- PARTS OF THE EXERCISE:
1. Please copy the article on Merrill Lynch word for word from "ENID, OKLAHOMA, 10/07/02" to "General Eliot Spitzer.".
2. Summarize the article on Merrill Lynch in two sentences.

- EXCERPT:
——————————

ENID, OKLAHOMA, 10/07/02
A former employee of Merrill Lynch says a major shake-up of the company is needed if it is to avoid losing the confidence of shareholders and clients.
Keith Schooley, author of a new book that blows the whistle on what he calls an unethical corporate culture within Merrill Lynch, notes that the company has been accused of improprieties in several recent financial scandals, including one last May that ended in a $100 million settlement with New York Attorney General Eliot Spitzer.
“The reports of wrongdoing keep coming, and I’d bet they won’t slow down because dishonesty seems ingrained in the way business is done at Merrill Lynch,” Schooley alleges. “I believe a good number of senior executives and directors of the firm need to step aside for their failure to responsibly act. In light of the recent spate of scandals at Enron, Arthur Andersen, WorldCom, Adelphia, and others, shareholders and clients now demand integrity at the highest levels.”
Schooley’s book, Merrill Lynch: The Cost Could Be Fatal (Lakepointe Publishing, 282 pp, hardcover, $27.95), exposes a litany of wrongdoing, including a widespread cheating scandal that was twice covered up by senior management of the largest firm on Wall Street. It recounts the author’s almost ten-year war with the firm in an effort to establish truth and justice. The book shows how the “powerful and mighty” play the game inside and outside of a court of law.
Schooley says he is well aware of the risks of taking on the giant corporation, a point driven home when Lloyd’s of London declined a request to insure his book. Stephen Jones, the famed Oklahoma lawyer who represented Schooley early in the conflict, has called the book dangerous because it “names names, takes no prisoners, and is explosive.”

——————————

- EXERCISE DATA:
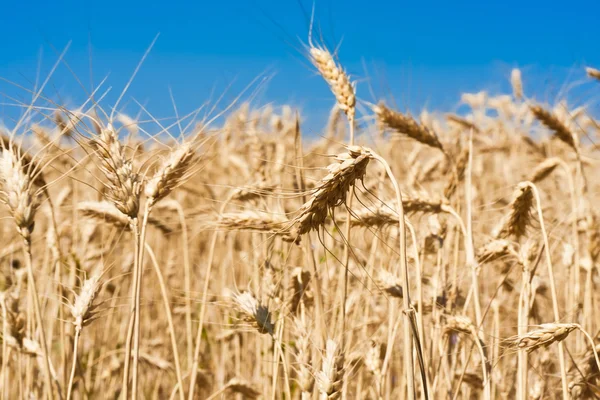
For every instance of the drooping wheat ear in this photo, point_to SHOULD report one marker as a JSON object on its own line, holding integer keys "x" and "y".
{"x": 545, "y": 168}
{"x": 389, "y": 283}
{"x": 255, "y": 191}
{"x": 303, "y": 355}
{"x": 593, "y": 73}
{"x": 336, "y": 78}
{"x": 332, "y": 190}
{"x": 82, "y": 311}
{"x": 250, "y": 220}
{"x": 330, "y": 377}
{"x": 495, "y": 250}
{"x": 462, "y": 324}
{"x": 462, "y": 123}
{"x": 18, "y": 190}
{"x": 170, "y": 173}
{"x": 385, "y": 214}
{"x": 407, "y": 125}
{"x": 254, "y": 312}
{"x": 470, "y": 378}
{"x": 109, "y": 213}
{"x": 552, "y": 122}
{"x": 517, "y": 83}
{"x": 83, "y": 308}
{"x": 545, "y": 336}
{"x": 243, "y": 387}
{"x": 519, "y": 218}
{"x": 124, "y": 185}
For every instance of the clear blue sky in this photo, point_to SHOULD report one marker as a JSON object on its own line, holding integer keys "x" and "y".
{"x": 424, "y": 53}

——————————

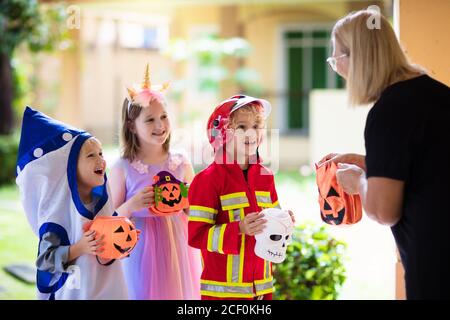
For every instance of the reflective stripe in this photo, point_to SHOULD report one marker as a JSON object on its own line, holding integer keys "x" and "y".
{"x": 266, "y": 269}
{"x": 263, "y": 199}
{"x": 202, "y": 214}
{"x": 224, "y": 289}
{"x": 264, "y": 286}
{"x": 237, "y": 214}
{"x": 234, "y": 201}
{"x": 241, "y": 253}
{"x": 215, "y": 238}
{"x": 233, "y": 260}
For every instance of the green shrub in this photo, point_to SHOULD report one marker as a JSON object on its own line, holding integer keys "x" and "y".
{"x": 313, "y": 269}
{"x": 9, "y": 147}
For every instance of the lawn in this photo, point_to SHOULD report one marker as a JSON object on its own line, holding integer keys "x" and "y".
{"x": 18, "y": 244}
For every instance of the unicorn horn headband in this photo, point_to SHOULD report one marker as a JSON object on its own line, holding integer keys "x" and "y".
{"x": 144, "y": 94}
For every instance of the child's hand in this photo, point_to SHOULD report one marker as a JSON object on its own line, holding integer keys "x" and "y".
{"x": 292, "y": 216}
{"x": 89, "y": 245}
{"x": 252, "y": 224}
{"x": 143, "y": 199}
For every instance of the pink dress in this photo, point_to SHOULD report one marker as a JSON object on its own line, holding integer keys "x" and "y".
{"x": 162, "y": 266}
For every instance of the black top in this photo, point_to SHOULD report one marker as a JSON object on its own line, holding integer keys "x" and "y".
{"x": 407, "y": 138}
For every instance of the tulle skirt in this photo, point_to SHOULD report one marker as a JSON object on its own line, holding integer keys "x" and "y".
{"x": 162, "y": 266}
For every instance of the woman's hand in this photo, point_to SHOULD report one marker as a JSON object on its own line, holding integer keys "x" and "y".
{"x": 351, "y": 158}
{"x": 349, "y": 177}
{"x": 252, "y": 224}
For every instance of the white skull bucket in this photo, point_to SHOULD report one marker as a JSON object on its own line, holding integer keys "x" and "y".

——————————

- RESULTS BY TASK:
1.
ENID, OKLAHOMA, 10/07/02
A former employee of Merrill Lynch says a major shake-up of the company is needed if it is to avoid losing the confidence of shareholders and clients.
Keith Schooley, author of a new book that blows the whistle on what he calls an unethical corporate culture within Merrill Lynch, notes that the company has been accused of improprieties in several recent financial scandals, including one last May that ended in a $100 million settlement with New York Attorney General Eliot Spitzer.

2. Keith Schooley, a former Merrill Lynch employee, says the company needs a major shake-up to avoid losing the confidence of shareholders and clients, alleging that dishonesty is ingrained in how it does business and that many senior executives and directors should step aside. His book, Merrill Lynch: The Cost Could Be Fatal, exposes wrongdoing that includes a cheating scandal senior management covered up twice, and it recounts his almost ten-year war with the firm.